#### Action item
Write the data below out again, unchanged.

Natural language region descriptions
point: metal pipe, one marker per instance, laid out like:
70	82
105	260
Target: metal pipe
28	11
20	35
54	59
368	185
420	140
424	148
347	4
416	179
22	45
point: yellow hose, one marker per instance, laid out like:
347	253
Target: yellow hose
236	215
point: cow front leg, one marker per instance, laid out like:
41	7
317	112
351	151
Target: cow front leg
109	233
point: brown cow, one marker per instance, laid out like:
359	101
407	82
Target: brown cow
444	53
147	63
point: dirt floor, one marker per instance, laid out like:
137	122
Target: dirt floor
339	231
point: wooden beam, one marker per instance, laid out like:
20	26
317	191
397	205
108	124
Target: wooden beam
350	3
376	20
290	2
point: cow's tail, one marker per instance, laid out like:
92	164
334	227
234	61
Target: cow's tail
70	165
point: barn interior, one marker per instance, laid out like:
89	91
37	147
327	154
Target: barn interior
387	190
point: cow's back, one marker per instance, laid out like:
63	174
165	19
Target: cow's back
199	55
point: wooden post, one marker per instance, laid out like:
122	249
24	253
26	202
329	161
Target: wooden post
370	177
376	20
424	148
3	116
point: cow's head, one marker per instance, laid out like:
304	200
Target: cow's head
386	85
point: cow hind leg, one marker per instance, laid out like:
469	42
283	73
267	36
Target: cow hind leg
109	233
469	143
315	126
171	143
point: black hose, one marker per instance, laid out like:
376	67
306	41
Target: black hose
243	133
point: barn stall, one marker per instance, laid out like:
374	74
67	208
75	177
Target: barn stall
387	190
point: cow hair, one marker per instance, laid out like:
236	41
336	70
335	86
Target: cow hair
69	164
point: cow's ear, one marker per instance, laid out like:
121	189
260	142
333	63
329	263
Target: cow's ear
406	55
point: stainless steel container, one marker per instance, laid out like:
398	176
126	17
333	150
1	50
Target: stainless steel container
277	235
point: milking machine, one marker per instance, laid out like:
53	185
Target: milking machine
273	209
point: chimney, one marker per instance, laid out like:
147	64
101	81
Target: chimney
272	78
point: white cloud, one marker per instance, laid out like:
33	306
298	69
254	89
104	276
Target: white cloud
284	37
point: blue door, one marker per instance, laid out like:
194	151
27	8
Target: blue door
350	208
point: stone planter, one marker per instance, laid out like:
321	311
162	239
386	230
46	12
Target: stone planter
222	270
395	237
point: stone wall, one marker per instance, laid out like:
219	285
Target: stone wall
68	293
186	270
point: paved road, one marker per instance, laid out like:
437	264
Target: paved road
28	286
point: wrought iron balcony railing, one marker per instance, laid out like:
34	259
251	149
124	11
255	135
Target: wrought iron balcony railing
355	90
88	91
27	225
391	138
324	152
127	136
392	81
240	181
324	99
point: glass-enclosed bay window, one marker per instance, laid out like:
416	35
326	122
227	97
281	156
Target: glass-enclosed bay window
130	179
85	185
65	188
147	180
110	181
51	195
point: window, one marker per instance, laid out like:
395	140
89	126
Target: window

#### Result of this exercise
point: metal pipe, one marker per instance, laid out like:
70	82
105	260
Target: metal pipe
28	11
20	35
54	59
368	185
420	140
424	148
347	4
416	179
22	45
point: yellow hose, one marker per instance, laid out like:
347	253
Target: yellow hose
236	215
point: cow front leg, one marker per instance, laid out like:
41	7
317	112
351	151
Target: cow front leg
109	233
point: brown cow, one marker per instance, laid out like:
359	101
407	82
Target: brown cow
444	53
147	63
point: dirt floor, one marker per instance, laid out like:
137	122
Target: dirt floor
339	231
point: wooden beam, one marker per instance, laid out like:
20	26
317	191
397	205
108	124
Target: wooden beam
350	3
376	20
290	2
point: cow's tail, one marker per instance, laid out like:
92	164
334	227
234	61
Target: cow's tail
70	165
point: barn interior, one marker per instance, laid out like:
89	91
37	147
327	154
Target: barn interior
387	190
point: cow's back, one marker per instance, laid out like:
63	174
165	19
Target: cow's back
199	55
point: wooden post, one marker per instance, laid out like:
122	249
24	253
26	202
329	161
Target: wooden post
370	177
376	20
424	148
3	116
point: cow's head, one marker per instance, laid out like:
304	200
Target: cow's head
386	85
point: cow hind leg, one marker per instance, laid out like:
469	42
283	73
267	36
Target: cow hind leg
109	233
469	143
315	126
171	143
point: black hose, one marker per instance, laid out like:
376	67
306	41
Target: black hose
243	133
point: barn stall, one marker per instance, laid out like:
374	74
67	208
75	177
Target: barn stall
387	190
point: cow hair, one marker per instance, laid out like:
236	41
336	70
335	86
Target: cow hair
69	164
point: cow's ear, one marker per instance, laid out like:
121	189
260	142
333	63
329	263
Target: cow's ear
406	55
point: stainless steel container, one marker per instance, laid out like:
398	176
126	17
333	150
1	50
Target: stainless steel container
277	235
point: milking machine, one marker per instance, laid out like:
53	185
Target: milking machine
273	209
point: chimney, one marker per instance, laid out like:
147	64
101	81
Target: chimney
272	78
point: white cloud, one marker per instance, laid out like:
33	306
298	69
254	89
104	276
Target: white cloud
284	37
point: blue door, one marker per instance, laid out like:
194	151
27	8
Target: blue door
350	208
point: stone planter, one marker per instance, laid out like:
321	311
162	239
386	230
46	12
Target: stone planter
222	270
395	237
point: stone wall, one marker per instance, laid out like:
219	285
Target: stone wall
68	293
186	270
point: paved road, one marker per instance, laid out like:
437	264
Target: paved road
28	286
point: wrought iron balcony railing, one marker per instance, laid out like:
34	259
251	149
124	11
255	135
Target: wrought iron balcony railing
355	90
88	91
27	225
391	138
324	152
127	136
392	81
240	181
324	99
point: glass-enclosed bay window, one marker per instance, laid out like:
416	35
326	122
227	97
281	156
Target: glass-enclosed bay window
130	179
85	185
65	188
147	180
110	181
51	195
point: window, one marker per instance, laid out like:
395	140
89	126
Target: window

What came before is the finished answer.